TRECHO:

★ ★ ★ ★ ★ ★ ★

O Planejamento Sucessório frente a não Aplicação do Regime de Separação Convencional de Bens no Direito das Sucessões
para IARGS
Este tema passou a chamar a atenção quando, em 2017, o Supremo Tribunal Federal declarou a inconstitucionalidade do artigo 1.790 do Código Civil de 2002, que tratava dos direitos sucessórios na união estável. Naquele julgado, a Corte Suprema firmou o entendimento de que não subsiste distinção entre casamento civil e união estável para fins sucessórios.
Ao declarar inconstitucional o referido artigo, o STF assim decidiu: “No sistema constitucional vigente, é inconstitucional a distinção de regimes sucessórios entre cônjuges e companheiros, devendo ser aplicado, em ambos os casos, o regime estabelecido no art. 1.829 do CC/2002”. A decisão, em repercussão geral, estendeu os mesmos direitos sucessórios do casamento à união estável.
O artigo suprimido previa que o companheiro participaria da sucessão do outro quanto aos bens adquiridos onerosamente na vigência da união estável, obedecendo a quatro condições ali dispostas.
Assim, o artigo 1.829 do Código Civil passou a reger os direitos sucessórios dos cônjuges e conviventes da mesma forma de modo que, sobre todas as sucessões hereditárias decorrentes de relacionamentos, o sobrevivente passou a ser herdeiro dos bens particulares do falecido, ainda que os conviventes ou cônjuges tenham eleito o regime da separação de bens.
Com o desaparecimento no ordenamento jurídico pátrio da norma inserta no art. 1.790 do Código Civil, os direitos sucessórios decorrentes da união estável foram equiparados aos do casamento, deixando de ser uma opção para aqueles que pretendiam viver num formato de relação em que a sucessão hereditária obedecia a regras diferentes das do casamento.

★ ★ ★ ★ ★ ★ ★

REGISTROS FORNECIDOS:
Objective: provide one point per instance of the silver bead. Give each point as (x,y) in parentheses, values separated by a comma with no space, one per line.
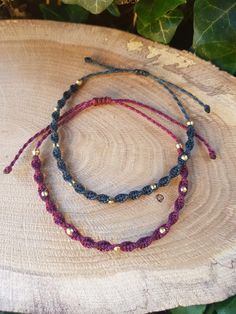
(162,230)
(179,145)
(36,152)
(184,157)
(160,197)
(72,182)
(69,231)
(189,123)
(116,249)
(183,189)
(79,82)
(44,193)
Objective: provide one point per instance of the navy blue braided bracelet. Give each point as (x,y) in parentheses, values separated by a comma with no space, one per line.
(174,171)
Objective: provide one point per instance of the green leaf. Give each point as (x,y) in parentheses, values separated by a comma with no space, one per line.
(151,10)
(93,6)
(113,9)
(68,13)
(215,32)
(195,309)
(158,19)
(226,307)
(163,29)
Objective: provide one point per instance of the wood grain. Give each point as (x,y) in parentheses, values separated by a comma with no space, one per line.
(112,150)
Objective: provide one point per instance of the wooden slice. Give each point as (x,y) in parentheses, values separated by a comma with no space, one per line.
(112,150)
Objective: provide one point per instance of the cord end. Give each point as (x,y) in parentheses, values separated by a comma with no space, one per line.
(7,170)
(207,108)
(212,154)
(88,60)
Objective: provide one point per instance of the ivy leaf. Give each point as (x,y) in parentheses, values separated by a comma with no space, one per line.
(113,9)
(158,19)
(215,32)
(71,13)
(93,6)
(163,29)
(226,307)
(195,309)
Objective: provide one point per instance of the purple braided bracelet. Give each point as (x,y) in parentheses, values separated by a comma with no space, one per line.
(69,228)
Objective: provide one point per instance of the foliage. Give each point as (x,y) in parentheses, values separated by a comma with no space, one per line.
(225,307)
(206,27)
(215,32)
(158,19)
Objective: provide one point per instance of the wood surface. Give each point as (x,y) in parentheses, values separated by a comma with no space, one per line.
(112,150)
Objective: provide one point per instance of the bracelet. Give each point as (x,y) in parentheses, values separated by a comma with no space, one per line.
(70,228)
(134,194)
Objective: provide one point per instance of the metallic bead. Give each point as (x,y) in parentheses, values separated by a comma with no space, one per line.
(184,157)
(183,189)
(79,82)
(44,193)
(160,197)
(189,123)
(36,152)
(162,230)
(179,145)
(69,231)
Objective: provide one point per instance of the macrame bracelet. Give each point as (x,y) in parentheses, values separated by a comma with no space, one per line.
(69,228)
(103,245)
(134,194)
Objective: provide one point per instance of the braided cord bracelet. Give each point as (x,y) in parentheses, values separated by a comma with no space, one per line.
(102,245)
(148,189)
(69,228)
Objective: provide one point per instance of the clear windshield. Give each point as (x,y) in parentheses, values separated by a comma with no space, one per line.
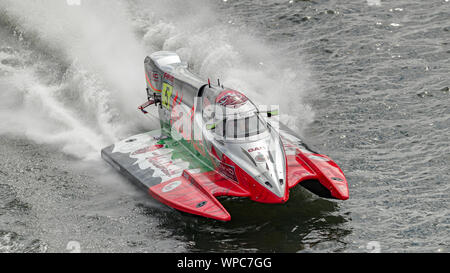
(240,128)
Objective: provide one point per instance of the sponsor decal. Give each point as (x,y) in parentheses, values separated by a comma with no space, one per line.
(315,157)
(251,150)
(168,77)
(227,170)
(155,77)
(260,158)
(171,186)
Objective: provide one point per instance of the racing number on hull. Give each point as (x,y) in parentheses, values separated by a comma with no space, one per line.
(166,95)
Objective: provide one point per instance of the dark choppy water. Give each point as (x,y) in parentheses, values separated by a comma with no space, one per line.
(367,83)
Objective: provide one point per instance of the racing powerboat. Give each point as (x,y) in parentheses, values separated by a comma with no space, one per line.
(214,141)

★ ★ ★ ★ ★ ★ ★

TAREFAS A CUMPRIR:
1 – Segundo o trecho sobre planejamento sucessório, em que ano o Supremo Tribunal Federal declarou inconstitucional o artigo 1.790 do Código Civil?
2 – Prossiga o trecho sobre planejamento sucessório a partir do ponto em que ele termina.

RESPOSTAS DAS TAREFAS:
1 – Em 2017.

2 –
E aqui não se está a criticar a necessidade de serem equiparados os direitos sucessórios decorrentes das relações entre casais, mas sim, de considerar que, sendo diversas suas características, formas de constituição e dissolução, distintos podem ser os regimes legais.
Da forma como foram equiparados, dentro de uma mesma moldura normativa, subtraiu-se a autonomia privada, válida na vida comum e no divórcio, para os efeitos do evento de morte.
Como já acentuado, deixou de existir no ordenamento jurídico pátrio o regime da separação convencional de bens com efeitos no Direito Sucessório.
Como se pode antever, as consequências são graves e tratar este tema dentro de um planejamento sucessório é questão que merece um olhar atento e tem provocado estudos e reflexões das mais variadas entre os doutrinadores.
Hoje um dos maiores problemas de um planejamento sucessório é a impossibilidade de fazer valer, para a sucessão causa mortis, o regime da separação de bens.
Para a vida, ou seja, para o divórcio com partilha em um casamento ou união estável, o regime de bens escolhido pelo casal terá plena validade.
Porém, o mesmo não se dá na morte, ainda que a opção em vida seja o regime da separação de bens. O sobrevivente será herdeiro do falecido, seja no casamento seja na união estável.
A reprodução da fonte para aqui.